**EXTRACTED MATERIAL:**
BEGIN
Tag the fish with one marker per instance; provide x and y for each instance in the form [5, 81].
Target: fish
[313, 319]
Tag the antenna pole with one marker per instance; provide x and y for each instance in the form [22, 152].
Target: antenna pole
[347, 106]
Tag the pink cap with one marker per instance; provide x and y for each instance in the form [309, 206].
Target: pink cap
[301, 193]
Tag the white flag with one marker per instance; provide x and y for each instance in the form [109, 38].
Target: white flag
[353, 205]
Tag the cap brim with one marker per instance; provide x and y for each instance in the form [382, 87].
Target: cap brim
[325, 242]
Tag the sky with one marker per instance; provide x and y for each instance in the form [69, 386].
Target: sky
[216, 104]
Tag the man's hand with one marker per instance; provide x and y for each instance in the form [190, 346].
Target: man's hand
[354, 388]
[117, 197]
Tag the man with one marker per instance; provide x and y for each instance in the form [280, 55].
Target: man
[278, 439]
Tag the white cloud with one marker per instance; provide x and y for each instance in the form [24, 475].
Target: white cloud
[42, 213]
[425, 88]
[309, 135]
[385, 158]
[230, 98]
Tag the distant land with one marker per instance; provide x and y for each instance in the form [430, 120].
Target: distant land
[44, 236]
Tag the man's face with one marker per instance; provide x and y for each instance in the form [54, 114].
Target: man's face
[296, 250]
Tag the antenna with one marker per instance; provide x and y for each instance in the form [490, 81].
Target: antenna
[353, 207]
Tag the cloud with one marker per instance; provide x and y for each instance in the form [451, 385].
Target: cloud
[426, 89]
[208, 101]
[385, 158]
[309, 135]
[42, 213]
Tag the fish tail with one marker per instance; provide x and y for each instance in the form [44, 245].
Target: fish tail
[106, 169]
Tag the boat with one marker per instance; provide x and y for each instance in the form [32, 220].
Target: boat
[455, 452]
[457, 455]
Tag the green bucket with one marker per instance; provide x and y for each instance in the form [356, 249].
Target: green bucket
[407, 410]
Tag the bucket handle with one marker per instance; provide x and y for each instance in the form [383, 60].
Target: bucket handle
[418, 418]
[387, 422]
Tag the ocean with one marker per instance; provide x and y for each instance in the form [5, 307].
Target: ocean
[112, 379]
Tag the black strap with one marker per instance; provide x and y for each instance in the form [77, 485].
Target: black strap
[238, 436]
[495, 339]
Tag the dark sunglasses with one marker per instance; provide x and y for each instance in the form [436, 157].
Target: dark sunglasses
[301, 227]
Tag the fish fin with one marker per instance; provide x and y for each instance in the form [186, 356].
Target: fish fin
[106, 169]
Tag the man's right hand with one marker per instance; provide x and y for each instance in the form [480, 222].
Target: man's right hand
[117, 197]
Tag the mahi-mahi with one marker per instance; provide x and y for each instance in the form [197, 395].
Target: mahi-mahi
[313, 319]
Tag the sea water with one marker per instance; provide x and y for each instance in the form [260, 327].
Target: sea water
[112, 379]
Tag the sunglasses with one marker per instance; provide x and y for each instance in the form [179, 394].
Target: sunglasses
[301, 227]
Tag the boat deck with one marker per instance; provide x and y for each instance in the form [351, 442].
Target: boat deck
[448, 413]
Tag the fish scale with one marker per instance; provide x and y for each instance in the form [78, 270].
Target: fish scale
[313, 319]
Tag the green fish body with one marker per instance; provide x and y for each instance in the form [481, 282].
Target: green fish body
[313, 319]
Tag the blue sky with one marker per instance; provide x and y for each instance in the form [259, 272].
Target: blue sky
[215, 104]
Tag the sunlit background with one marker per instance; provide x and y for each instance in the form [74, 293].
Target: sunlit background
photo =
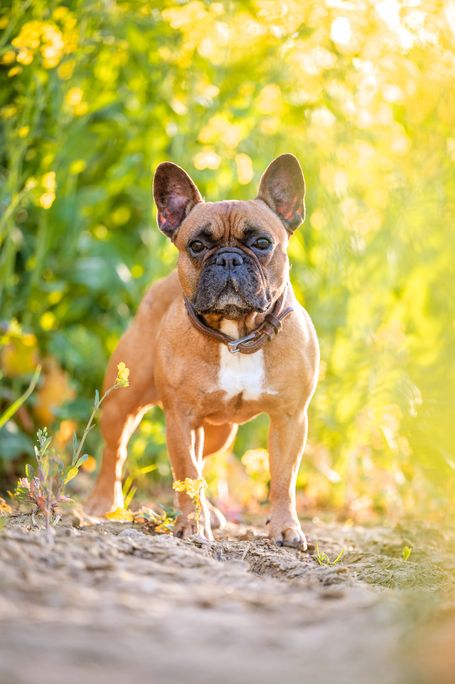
END
**AIM:** Copy out the whole listing exactly, and don't carry over any pictures.

**COMPLETED EXERCISE:**
Tag the fish with one marker per instance; provide x and y for each instance in the form [5, 81].
Target: fish
[313, 319]
Tag the antenna pole with one marker per instance; provide x and y for each instance in the form [22, 152].
Target: antenna pole
[347, 106]
Tag the pink cap with one marker per instance; provide x and y for each instance in the form [309, 206].
Target: pink cap
[301, 193]
Tag the white flag with one marker per instance; provide x and y for each instance in the form [109, 38].
Target: white flag
[353, 205]
Tag the cap brim with one marker per instance; provide x and y for each instance in the form [382, 87].
Target: cap brim
[325, 242]
Tag the sky with one marker per instance; provide x and y for each instance in the form [69, 386].
Target: sky
[216, 104]
Tag the man's hand with one marker per instance; provide x and y for each instance in the form [190, 346].
Target: man's hand
[354, 388]
[117, 197]
Tag the man with one marker per instance; provide x and y for each instance in the form [280, 55].
Target: man
[278, 439]
Tag the white cloud with one marker per instance; provide x and y for each instance in the form [24, 475].
Target: white cloud
[42, 213]
[425, 88]
[309, 135]
[385, 158]
[230, 98]
Tag the distant land with one marker per instance; provide x and y for each instance in the form [430, 120].
Target: distant land
[44, 236]
Tag the man's face with one marker per instance; provide x and y for each instance in the form [54, 114].
Target: man's face
[296, 250]
Tag the antenna with one marker per instance; provide x and y for each instance in the form [490, 81].
Target: antenna
[353, 207]
Tag the cloud with one marker per instance; provide x and y for each instance in the form [451, 385].
Target: cloud
[426, 89]
[208, 101]
[385, 158]
[309, 135]
[42, 213]
Tag the fish tail with one marker per instance; provide x and y for each instance in the form [44, 245].
Target: fish tail
[106, 169]
Tag the boat with one marker per instance; provide x and y for each instance in the form [32, 220].
Target: boat
[455, 452]
[457, 455]
Tag the green bucket with one marker per instance; provide x and y for each instance in the form [356, 249].
Target: green bucket
[407, 410]
Tag the bucket handle with one marker per instance; provide x and y for each instance in the form [383, 60].
Target: bucket handle
[418, 418]
[387, 422]
Tag the ocean with one marker per instance; provide x and y for each instance in the form [5, 307].
Target: ocean
[112, 379]
Tag the black strap with one marker per instance; provide x and y for each instance in the form [77, 485].
Target: black strap
[238, 436]
[495, 339]
Tag the dark sunglasses with one marker per instance; provide x and y for each instance in the form [436, 157].
Target: dark sunglasses
[301, 227]
Tag the fish fin with one marker per instance; provide x and y for each instance in the form [186, 356].
Target: fish fin
[106, 169]
Tag the man's right hand with one marker per instance; provide x and y for each instance in the form [480, 222].
Target: man's right hand
[117, 197]
Tag the mahi-mahi with one marker per instance; provide x and y for each instance in the form [197, 395].
Target: mahi-mahi
[313, 319]
Tag the sea water with one marker per instance; provide x and y for each instance in the form [260, 327].
Target: sea water
[112, 379]
Tag the sunglasses with one marker per instance; provide x and y for each instance in the form [179, 394].
Target: sunglasses
[301, 227]
Tag the boat deck with one marker per instance; provide x and y for each instance in the form [351, 442].
Target: boat deck
[448, 413]
Tag the fish scale with one marker per instance; provide x and y for each instance in the form [78, 270].
Target: fish scale
[313, 319]
Tag the green fish body with one marker per instance; provide x and y for each instance in the form [481, 282].
Target: green fish body
[313, 319]
Tag the blue sky with one marker per instance; provide x and y for each instance in the form [259, 272].
Target: blue sky
[215, 104]
Tag the sunlit background with one marker per instance; provide x and y for each instance in the form [74, 293].
Target: sunlit background
photo =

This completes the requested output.